In the listing below, please print the line that contains "# Target: black dress shoe" and every line that follows it, exactly.
++++ Materials provided ++++
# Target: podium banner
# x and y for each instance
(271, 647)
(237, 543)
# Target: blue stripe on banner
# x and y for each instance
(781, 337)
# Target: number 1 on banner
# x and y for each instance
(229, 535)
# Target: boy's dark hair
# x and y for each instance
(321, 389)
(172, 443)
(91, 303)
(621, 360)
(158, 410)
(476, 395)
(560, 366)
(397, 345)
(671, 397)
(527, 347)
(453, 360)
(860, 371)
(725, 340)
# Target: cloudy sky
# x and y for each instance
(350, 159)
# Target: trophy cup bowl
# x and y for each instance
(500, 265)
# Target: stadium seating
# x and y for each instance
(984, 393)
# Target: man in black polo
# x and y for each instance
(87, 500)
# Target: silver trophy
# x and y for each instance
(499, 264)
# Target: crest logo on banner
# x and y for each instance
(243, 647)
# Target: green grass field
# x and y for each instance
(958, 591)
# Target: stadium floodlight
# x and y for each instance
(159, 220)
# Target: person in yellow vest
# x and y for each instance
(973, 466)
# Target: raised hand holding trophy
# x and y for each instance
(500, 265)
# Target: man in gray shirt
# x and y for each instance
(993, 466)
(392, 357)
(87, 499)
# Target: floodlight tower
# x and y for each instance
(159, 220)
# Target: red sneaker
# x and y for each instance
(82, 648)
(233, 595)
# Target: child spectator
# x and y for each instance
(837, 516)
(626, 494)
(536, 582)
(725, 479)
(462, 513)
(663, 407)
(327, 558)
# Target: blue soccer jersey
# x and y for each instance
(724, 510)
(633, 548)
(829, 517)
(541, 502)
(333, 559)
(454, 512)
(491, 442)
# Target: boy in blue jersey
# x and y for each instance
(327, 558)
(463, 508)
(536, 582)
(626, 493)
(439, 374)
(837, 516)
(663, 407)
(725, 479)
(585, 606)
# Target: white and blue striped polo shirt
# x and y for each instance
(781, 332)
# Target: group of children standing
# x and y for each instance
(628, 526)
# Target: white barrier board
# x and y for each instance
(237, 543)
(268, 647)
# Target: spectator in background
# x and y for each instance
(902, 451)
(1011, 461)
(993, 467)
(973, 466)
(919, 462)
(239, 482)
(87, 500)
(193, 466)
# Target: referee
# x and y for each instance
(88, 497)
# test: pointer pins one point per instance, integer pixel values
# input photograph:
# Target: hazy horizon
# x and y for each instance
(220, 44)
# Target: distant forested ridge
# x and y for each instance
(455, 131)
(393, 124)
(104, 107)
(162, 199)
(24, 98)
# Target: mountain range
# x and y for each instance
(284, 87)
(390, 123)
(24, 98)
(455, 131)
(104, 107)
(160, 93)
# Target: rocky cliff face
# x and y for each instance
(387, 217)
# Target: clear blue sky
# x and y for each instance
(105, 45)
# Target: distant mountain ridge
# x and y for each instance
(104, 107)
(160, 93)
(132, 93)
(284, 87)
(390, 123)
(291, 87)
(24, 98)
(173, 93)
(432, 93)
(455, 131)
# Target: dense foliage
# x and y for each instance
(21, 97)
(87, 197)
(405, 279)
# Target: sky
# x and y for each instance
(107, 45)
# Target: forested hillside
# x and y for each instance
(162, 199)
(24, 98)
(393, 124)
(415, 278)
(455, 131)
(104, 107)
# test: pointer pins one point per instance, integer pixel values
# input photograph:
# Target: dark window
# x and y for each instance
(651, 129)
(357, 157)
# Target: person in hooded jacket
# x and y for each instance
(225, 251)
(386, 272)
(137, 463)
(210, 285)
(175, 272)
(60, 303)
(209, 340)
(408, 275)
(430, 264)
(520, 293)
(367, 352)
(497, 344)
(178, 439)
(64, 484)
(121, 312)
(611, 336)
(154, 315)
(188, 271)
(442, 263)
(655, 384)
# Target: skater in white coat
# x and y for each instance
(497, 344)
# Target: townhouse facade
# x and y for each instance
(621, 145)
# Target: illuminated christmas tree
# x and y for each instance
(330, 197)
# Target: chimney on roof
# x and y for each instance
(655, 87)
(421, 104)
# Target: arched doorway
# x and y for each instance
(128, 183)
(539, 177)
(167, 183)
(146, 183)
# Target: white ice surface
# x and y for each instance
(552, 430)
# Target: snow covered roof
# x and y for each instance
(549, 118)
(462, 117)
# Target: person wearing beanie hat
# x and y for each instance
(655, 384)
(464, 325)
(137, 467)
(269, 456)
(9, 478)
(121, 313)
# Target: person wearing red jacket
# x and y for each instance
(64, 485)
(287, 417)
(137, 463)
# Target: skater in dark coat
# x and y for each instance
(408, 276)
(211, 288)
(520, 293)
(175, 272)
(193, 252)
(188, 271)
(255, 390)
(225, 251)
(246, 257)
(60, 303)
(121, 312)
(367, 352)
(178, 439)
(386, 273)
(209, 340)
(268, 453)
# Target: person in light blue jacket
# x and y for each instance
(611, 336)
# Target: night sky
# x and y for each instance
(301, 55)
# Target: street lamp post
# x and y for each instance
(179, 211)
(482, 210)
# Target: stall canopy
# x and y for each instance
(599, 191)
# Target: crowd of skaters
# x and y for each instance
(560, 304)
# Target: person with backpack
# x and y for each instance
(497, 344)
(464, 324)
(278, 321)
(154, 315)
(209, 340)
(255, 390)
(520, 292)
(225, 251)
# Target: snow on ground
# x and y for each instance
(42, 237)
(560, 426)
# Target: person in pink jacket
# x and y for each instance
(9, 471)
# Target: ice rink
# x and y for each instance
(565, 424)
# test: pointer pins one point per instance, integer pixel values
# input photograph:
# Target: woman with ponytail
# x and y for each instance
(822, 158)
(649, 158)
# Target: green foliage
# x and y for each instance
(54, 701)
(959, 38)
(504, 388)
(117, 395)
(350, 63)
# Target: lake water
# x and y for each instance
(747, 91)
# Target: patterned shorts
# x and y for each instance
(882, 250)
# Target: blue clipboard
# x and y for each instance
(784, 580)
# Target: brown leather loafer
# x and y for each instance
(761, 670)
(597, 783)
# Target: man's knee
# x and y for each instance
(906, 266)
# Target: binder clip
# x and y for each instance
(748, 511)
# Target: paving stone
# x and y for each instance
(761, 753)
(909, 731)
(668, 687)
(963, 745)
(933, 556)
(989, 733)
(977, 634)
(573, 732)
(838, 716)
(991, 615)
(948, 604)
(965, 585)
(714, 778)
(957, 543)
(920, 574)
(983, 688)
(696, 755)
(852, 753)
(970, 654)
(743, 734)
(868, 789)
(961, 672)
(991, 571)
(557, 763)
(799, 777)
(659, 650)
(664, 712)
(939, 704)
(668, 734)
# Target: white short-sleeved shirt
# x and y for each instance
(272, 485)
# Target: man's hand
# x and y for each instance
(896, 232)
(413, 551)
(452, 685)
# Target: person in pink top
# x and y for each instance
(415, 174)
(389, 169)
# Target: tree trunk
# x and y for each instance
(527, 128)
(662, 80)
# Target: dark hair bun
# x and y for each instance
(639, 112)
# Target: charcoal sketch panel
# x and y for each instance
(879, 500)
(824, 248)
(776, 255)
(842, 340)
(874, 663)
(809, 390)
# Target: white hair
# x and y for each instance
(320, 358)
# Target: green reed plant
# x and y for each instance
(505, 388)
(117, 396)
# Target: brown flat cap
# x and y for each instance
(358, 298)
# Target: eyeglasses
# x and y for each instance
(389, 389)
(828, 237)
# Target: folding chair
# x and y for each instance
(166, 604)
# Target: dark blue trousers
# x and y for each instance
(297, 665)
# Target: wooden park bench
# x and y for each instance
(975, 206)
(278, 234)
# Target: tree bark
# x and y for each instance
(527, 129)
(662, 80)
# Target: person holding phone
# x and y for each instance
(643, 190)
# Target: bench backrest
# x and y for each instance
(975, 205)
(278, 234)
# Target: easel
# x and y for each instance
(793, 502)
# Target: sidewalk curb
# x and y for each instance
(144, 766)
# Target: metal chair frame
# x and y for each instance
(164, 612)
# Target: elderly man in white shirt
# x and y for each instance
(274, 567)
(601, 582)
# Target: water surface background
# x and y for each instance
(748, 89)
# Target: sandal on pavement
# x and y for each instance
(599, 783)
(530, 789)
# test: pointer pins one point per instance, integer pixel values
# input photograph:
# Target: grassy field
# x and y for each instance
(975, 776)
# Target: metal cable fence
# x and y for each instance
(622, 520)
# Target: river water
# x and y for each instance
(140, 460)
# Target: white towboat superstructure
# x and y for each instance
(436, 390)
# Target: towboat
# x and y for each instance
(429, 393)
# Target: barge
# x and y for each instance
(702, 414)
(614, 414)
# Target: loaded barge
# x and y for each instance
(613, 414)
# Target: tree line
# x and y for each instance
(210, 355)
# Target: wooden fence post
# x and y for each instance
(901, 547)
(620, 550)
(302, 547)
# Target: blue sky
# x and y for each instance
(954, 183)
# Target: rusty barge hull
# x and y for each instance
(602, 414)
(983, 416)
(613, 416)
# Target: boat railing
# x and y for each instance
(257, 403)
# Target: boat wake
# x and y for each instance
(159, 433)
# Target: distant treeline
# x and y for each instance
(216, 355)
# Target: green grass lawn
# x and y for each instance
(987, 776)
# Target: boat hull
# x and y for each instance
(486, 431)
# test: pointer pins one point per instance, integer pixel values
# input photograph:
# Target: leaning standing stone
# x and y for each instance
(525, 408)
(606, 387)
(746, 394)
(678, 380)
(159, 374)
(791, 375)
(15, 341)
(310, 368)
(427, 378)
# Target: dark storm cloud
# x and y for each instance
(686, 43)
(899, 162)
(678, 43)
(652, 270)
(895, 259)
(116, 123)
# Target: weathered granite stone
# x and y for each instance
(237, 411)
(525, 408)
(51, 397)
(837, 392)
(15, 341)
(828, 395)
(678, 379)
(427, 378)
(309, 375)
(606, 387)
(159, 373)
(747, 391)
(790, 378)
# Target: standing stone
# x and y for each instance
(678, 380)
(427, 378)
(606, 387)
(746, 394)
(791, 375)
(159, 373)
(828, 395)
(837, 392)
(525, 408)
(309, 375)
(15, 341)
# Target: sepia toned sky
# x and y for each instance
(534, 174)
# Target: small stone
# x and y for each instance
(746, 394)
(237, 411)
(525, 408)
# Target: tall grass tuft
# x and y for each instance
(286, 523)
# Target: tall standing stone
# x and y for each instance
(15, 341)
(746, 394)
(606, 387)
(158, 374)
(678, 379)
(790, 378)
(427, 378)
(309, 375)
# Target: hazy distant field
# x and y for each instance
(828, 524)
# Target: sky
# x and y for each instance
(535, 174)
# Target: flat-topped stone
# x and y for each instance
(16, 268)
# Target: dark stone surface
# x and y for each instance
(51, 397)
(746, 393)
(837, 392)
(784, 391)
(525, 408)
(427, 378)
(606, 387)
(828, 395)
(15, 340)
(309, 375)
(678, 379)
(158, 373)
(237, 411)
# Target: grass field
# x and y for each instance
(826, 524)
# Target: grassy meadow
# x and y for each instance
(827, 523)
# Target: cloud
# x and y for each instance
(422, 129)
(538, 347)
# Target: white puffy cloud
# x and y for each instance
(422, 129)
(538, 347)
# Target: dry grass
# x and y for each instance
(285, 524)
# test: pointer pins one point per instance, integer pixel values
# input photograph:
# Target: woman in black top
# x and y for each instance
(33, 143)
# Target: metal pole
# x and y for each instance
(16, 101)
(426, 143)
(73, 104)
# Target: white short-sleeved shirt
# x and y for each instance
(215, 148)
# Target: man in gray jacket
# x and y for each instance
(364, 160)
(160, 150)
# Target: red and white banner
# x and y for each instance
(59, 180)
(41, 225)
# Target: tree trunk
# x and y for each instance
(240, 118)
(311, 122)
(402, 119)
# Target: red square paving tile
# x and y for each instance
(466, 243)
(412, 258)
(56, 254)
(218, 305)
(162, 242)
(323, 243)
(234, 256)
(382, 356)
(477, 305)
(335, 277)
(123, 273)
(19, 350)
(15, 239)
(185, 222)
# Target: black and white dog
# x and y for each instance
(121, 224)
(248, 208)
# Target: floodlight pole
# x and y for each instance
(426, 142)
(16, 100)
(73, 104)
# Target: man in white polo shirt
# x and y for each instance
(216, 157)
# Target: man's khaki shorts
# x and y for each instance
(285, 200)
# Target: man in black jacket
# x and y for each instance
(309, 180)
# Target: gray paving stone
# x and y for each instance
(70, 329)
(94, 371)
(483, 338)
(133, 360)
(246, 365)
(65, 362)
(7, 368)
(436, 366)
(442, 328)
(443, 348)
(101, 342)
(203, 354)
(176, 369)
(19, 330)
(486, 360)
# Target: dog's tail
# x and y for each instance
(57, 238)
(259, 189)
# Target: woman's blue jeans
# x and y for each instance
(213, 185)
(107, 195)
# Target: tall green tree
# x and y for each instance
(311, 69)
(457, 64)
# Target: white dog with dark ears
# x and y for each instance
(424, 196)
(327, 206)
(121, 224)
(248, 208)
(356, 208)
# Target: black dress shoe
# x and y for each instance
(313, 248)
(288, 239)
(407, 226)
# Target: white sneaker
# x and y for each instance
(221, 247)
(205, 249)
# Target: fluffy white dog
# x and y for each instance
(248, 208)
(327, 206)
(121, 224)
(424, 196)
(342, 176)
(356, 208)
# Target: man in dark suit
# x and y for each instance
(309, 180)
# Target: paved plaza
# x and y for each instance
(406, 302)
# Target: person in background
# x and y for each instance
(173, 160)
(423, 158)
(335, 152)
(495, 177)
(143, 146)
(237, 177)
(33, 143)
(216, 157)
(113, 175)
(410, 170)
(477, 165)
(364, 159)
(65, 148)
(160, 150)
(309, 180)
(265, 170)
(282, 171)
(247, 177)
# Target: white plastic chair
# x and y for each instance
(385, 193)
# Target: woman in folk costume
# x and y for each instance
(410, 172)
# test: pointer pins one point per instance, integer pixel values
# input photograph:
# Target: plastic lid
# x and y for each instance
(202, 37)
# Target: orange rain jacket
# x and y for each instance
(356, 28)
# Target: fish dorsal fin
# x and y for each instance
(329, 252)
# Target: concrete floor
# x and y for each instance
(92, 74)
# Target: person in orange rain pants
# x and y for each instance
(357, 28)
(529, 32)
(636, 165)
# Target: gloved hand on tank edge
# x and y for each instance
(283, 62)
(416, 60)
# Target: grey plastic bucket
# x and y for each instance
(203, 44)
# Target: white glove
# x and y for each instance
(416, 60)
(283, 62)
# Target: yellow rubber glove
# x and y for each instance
++++
=== Worked solution ===
# Target: black dress shoe
# x and y for each instance
(313, 248)
(288, 239)
(407, 226)
# Target: white sneaker
# x and y for each instance
(221, 247)
(205, 249)
# Target: fluffy white dog
# x and y for each instance
(248, 208)
(327, 206)
(121, 224)
(424, 196)
(342, 176)
(356, 208)
# Target: man in dark suit
# x and y for each instance
(309, 180)
# Target: paved plaza
# x and y for each instance
(406, 302)
# Target: person in background
# x and y for each instance
(173, 160)
(423, 158)
(335, 152)
(495, 177)
(143, 146)
(237, 177)
(33, 143)
(216, 157)
(113, 175)
(410, 170)
(477, 165)
(364, 159)
(65, 148)
(160, 150)
(309, 180)
(265, 170)
(282, 171)
(247, 177)
# Target: white plastic chair
# x and y for each instance
(385, 193)
# Target: woman in folk costume
# x and y for each instance
(410, 172)
# test: pointer pins one point per instance, integer pixel values
# input photograph:
# Target: plastic lid
# x and y for each instance
(202, 37)
# Target: orange rain jacket
# x and y for each instance
(356, 28)
# Target: fish dorsal fin
# x and y for each instance
(329, 252)
# Target: concrete floor
# x and y for each instance
(92, 74)
# Target: person in orange rain pants
# x and y for each instance
(357, 28)
(529, 32)
(636, 165)
# Target: gloved hand on tank edge
# x and y for each instance
(283, 62)
(416, 60)
# Target: grey plastic bucket
# x and y for each instance
(203, 44)
# Target: white glove
# x and y for each instance
(416, 60)
(283, 62)
# Target: yellow rubber glove
# x and y for each instance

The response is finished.